**EXERCISE INSTRUCTIONS:** Render the lines below as a numbered list, skipping blank lines. Leave the pictures out of your answer.
===== THE DATA =====
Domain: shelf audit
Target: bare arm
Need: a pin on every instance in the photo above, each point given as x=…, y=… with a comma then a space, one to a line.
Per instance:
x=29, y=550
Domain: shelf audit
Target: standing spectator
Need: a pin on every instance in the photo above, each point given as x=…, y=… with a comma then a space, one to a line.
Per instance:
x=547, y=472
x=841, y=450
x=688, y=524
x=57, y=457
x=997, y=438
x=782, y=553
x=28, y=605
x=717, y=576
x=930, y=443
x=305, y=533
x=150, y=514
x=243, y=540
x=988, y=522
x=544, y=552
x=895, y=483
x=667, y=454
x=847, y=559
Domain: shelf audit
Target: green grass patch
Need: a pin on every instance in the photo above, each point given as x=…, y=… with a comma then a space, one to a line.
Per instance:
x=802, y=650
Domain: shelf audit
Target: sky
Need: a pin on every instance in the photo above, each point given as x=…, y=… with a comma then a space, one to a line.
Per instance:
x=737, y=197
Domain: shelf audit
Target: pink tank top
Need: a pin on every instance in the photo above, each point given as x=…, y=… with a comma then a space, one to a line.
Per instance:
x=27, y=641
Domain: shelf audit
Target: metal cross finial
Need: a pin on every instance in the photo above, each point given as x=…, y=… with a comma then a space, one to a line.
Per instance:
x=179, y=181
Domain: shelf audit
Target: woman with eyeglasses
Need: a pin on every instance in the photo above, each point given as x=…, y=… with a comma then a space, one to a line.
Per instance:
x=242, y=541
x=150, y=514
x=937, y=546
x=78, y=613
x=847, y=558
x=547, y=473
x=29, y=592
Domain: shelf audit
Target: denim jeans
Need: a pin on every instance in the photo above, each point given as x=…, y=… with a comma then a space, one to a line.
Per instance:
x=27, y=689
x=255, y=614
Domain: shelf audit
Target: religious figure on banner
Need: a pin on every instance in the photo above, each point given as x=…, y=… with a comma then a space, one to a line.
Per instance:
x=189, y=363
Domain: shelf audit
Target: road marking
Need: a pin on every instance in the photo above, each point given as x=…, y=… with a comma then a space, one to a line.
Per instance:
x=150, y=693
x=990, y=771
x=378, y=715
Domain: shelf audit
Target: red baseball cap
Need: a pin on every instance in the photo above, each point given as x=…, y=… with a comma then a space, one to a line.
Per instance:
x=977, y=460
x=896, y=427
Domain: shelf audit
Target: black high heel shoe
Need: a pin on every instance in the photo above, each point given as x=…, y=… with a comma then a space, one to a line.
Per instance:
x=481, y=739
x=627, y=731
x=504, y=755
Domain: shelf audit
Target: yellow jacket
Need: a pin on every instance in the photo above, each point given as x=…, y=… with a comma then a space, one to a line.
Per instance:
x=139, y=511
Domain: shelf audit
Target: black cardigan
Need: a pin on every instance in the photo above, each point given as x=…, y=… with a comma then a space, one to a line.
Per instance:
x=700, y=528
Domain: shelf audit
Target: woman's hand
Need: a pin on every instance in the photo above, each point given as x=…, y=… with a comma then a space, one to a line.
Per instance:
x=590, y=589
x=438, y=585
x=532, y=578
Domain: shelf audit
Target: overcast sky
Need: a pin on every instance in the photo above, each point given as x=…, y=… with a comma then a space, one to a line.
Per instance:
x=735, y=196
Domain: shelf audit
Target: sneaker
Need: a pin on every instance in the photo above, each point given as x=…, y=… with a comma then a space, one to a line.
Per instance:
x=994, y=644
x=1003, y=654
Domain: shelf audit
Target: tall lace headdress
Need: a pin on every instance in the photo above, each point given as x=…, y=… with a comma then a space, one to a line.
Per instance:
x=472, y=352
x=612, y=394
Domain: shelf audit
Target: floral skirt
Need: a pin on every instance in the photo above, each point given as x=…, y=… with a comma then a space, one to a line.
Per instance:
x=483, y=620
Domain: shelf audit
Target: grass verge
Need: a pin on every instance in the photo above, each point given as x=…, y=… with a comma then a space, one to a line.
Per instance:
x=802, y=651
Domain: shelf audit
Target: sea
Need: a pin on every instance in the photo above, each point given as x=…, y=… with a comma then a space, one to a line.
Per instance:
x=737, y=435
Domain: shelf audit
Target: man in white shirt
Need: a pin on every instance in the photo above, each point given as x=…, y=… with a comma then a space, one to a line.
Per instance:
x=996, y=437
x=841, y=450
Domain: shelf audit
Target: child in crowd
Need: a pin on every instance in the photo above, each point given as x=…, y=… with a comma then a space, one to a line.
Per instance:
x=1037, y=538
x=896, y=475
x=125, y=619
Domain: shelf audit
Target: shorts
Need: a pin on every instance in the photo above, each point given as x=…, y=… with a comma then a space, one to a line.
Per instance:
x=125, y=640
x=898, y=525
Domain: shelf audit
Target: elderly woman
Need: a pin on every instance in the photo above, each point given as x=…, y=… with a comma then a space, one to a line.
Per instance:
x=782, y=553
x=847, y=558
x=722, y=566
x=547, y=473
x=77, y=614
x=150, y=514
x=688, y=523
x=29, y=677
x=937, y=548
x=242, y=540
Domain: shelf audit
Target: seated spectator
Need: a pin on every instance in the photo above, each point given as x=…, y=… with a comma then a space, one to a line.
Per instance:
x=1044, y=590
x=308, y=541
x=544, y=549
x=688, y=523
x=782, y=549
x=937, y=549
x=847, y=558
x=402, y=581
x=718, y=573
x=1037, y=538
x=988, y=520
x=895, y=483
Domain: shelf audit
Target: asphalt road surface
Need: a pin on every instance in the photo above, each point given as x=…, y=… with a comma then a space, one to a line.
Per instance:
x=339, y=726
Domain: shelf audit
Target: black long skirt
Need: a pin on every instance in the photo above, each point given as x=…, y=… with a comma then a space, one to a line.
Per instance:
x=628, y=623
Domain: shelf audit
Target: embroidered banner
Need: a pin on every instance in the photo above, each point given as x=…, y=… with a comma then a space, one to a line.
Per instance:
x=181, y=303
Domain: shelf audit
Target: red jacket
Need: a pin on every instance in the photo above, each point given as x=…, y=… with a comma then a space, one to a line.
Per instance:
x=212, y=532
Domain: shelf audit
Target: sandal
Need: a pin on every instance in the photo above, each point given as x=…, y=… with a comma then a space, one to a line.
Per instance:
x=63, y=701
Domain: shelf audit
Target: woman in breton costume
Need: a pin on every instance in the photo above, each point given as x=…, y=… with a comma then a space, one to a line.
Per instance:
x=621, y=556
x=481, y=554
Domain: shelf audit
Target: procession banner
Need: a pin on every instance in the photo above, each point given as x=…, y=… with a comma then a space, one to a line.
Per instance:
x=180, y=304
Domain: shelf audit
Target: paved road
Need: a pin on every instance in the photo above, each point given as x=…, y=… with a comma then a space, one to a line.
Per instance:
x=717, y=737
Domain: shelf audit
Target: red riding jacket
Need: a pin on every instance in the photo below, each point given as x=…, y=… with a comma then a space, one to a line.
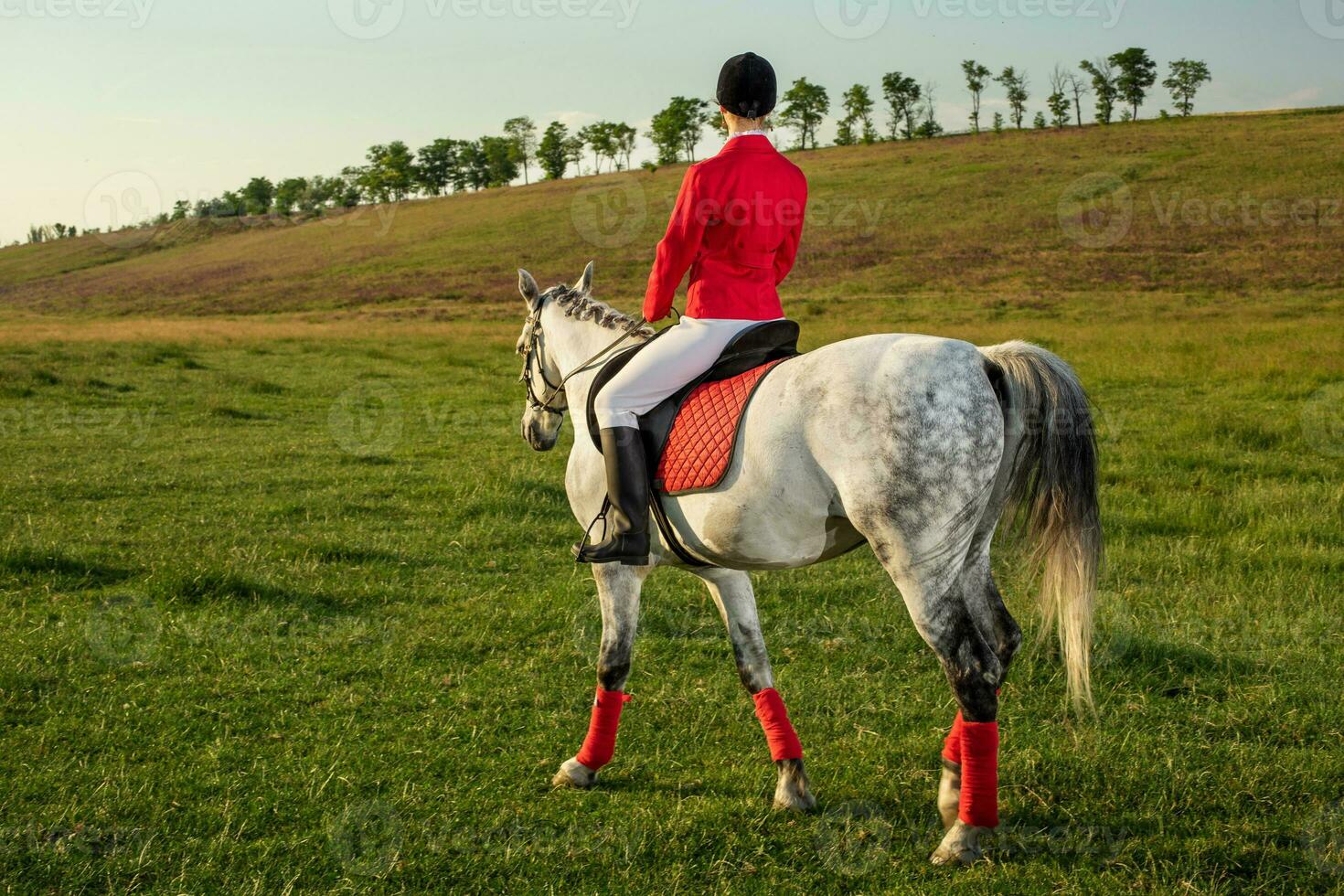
=====
**SOLUTION:**
1. Domain: shelf audit
2. Target: bare arm
3. Need: a pin on every instance in the photo above, each point given as x=…, y=… with a comma then a space, one to a line.
4. Per instance:
5. x=29, y=550
6. Domain: shelf audit
7. Target: standing spectator
8. Need: a pin on every instance in the photo above, each point given as x=…, y=… with a comma then a space, one to a line.
9. Per instance:
10. x=547, y=472
11. x=841, y=450
12. x=688, y=524
13. x=57, y=457
14. x=997, y=438
15. x=782, y=553
16. x=28, y=605
17. x=717, y=576
18. x=930, y=443
19. x=305, y=533
20. x=150, y=514
21. x=243, y=540
22. x=988, y=522
23. x=544, y=552
24. x=895, y=483
25. x=667, y=454
26. x=847, y=559
27. Domain: shelf audit
28. Target: green grass patch
29. Need: a pin on every instance in the photo above, each point given as x=…, y=… with a comma then a space, one to a line.
30. Per instance:
31. x=802, y=650
32. Domain: shelf audit
33. Target: sky
34. Need: a pin on every instance in the photo above, each point given as x=…, y=… with a comma then a space, one to a line.
35. Per instance:
36. x=737, y=197
37. Domain: shelf audit
38. Target: pink tank top
39. Need: a pin on every instance in the photo above, each point given as x=…, y=… with a comma then a space, one to a line.
40. Per instance:
41. x=27, y=641
42. Domain: shelf audit
43. Target: metal cross finial
44. Need: a pin on every instance in the photo above, each point given as x=…, y=… with a comma then a space, one to a line.
45. Per instance:
46. x=179, y=181
47. Domain: shelf audit
48. Target: woman with eyeglasses
49. Need: a pin on every instance in the photo above, each point given as x=…, y=… with a comma then a space, one to a line.
50. Per instance:
51. x=242, y=541
52. x=150, y=514
53. x=937, y=546
54. x=78, y=613
55. x=847, y=558
56. x=547, y=473
57. x=29, y=592
58. Domain: shelf audit
59. Target: denim jeans
60. Need: a pin on every instance in the photo above, each point given as x=…, y=… with a comma then a space, one to a line.
61. Per instance:
62. x=27, y=689
63. x=255, y=614
64. Domain: shelf audit
65. Target: religious figure on banner
66. Need: a pin on every instance in the photo above, each point given as x=…, y=… with a comma then a space, one to a line.
67. Per instance:
68. x=189, y=363
69. Domain: shelf audit
70. Target: road marking
71. Need: a pin on every instance in the photo above, each point given as x=…, y=… with a comma then a space, one to a line.
72. Per instance:
73. x=150, y=693
74. x=990, y=771
75. x=378, y=715
76. Domain: shelf audit
77. Target: red baseball cap
78. Need: a pin on every instance in the photo above, each point given as x=…, y=… with a comma then a space, one to a line.
79. Per instance:
80. x=977, y=460
81. x=896, y=427
82. Domain: shelf audit
83. Target: black high heel shoe
84. Need: a pin on every instance in the photo above, each point given as x=…, y=… with a comma then a space, one to a line.
85. Per instance:
86. x=481, y=739
87. x=627, y=731
88. x=504, y=755
89. Domain: shelf audit
90. Target: yellow jacket
91. Need: a pin on every instance in the photo above, each point given as x=…, y=… with a comma then a space, one to a line.
92. Per instance:
93. x=139, y=511
94. Domain: shelf audit
95. Target: black cardigan
96. Need: a pin on every instance in the photo above, each point given as x=…, y=… with a comma then a space, one to a line.
97. Per instance:
98. x=700, y=528
99. Domain: shelf audit
100. Target: woman's hand
101. Need: a pin on every instance in the photo above, each point given as x=…, y=… with a comma then a space, one to a line.
102. Per instance:
103. x=590, y=589
104. x=438, y=585
105. x=532, y=578
106. Domain: shelf audit
107. Target: overcast sky
108. Need: a pin on every instance in the photo above, each point given as x=…, y=… with a comma then a space, one to a line.
109. Per instance:
110. x=735, y=196
111. Domain: shelf audit
112. Target: sneaker
113. Need: a pin on every instance in the photo above, each point given as x=…, y=… with a comma then a space, one to a line.
114. Per instance:
115. x=994, y=644
116. x=1003, y=654
117. Domain: shelf audit
118. Target: tall lace headdress
119. Need: a pin on every instance in the photo above, each point given as x=…, y=… with a comma then a space, one to a line.
120. Per instance:
121. x=472, y=352
122. x=612, y=394
123. Domain: shelf audit
124. Target: floral skirt
125. Need: a pin on every instance in the photo above, each point given as x=…, y=… with a comma then a space, one to a line.
126. Per instance:
127. x=483, y=620
128. Domain: shelf audit
129. Target: grass verge
130. Need: a pin on every instance in the photo above, each point given as x=…, y=… with a comma then a space, one to a line.
131. Per instance:
132. x=802, y=651
133. Domain: shelf audit
134. Target: sea
135. Need: a pin on every instance in the photo above, each point given as x=…, y=… with a comma then a space, one to a line.
136. Per instance:
137. x=737, y=435
138. Domain: shelf audit
139. Target: man in white shirt
140. Need: a pin on every instance in the photo above, each point given as x=…, y=… with a comma then a space, one to a line.
141. Per instance:
142. x=996, y=437
143. x=841, y=450
144. Domain: shelf audit
145. Target: child in crowd
146. Need: a pin on every instance in the photo above, each point given as x=…, y=… with a comma then a space, one to a line.
147. Per instance:
148. x=1037, y=538
149. x=896, y=475
150. x=125, y=619
151. Domain: shelf audit
152. Target: shorts
153. Need: a pin on every instance in the photo above, each point given as x=…, y=… with a comma then a space, one to a line.
154. Per instance:
155. x=125, y=640
156. x=898, y=525
157. Domain: shelf audit
158. Target: elderly woman
159. Need: a pin on every instance in the photo above, each point given as x=…, y=… with a comma then a space, one to a line.
160. Per instance:
161. x=782, y=553
162. x=847, y=558
163. x=722, y=566
164. x=547, y=473
165. x=77, y=614
166. x=150, y=514
167. x=688, y=523
168. x=29, y=677
169. x=937, y=548
170. x=242, y=540
171. Domain: shelf audit
172. Target: seated spectator
173. Need: a pin on every instance in the photo above, each point given as x=…, y=… with a comma then a space, one to a line.
174. Per instance:
175. x=1044, y=590
176. x=308, y=541
177. x=544, y=549
178. x=688, y=523
179. x=782, y=549
180. x=937, y=549
181. x=847, y=558
182. x=402, y=581
183. x=718, y=573
184. x=1037, y=538
185. x=988, y=520
186. x=895, y=483
187. Domain: shelf audit
188. Target: asphalt road surface
189. Need: a pin on every instance in the photo above, each point given as x=…, y=… with a comma then a space, one to a line.
190. Per instance:
191. x=339, y=726
192. Domain: shelf audit
193. Target: black long skirt
194. Need: a pin on every instance in the photo above, each point given as x=…, y=… with a comma then a space, one to a line.
195. Per instance:
196. x=628, y=623
197. Domain: shelf audit
198. Target: embroidered banner
199. Need: a pin on every instance in the photo above, each point given as x=…, y=… with a comma then a space, one to a line.
200. Per instance:
201. x=181, y=303
202. Domain: shelf audit
203. Target: red jacket
204. Need: a pin on every instance in the photo above, each point given as x=…, y=… with a comma then a space, one to a line.
205. Per instance:
206. x=212, y=532
207. Domain: shelf audit
208. Target: sandal
209. Need: a pin on every instance in the photo above, each point given as x=…, y=… with a comma then a space, one to a line.
210. Per instance:
211. x=63, y=701
212. Domain: shelf audit
213. Target: woman in breton costume
214. Need: a pin on every instance in the photo above, each point given as x=…, y=… with a comma then a space, one to a line.
215. Per instance:
216. x=621, y=556
217. x=481, y=554
218. Domain: shelf audit
219. Target: procession banner
220. Need: a pin on every instance in the photo above, each point given as x=…, y=… with a comma then a space, one to a line.
221. Per instance:
222. x=180, y=304
223. Domain: shelf audit
224. Target: paved road
225. Need: a pin on every instance in the photo above, each point given as x=…, y=… with a comma then a space, one to a line.
226. Per instance:
227. x=717, y=737
228. Domain: shelf audit
229. Target: red riding jacket
230. Need: a pin on every instance in the photo below, each point given as x=…, y=… with a comma then a space, one to a line.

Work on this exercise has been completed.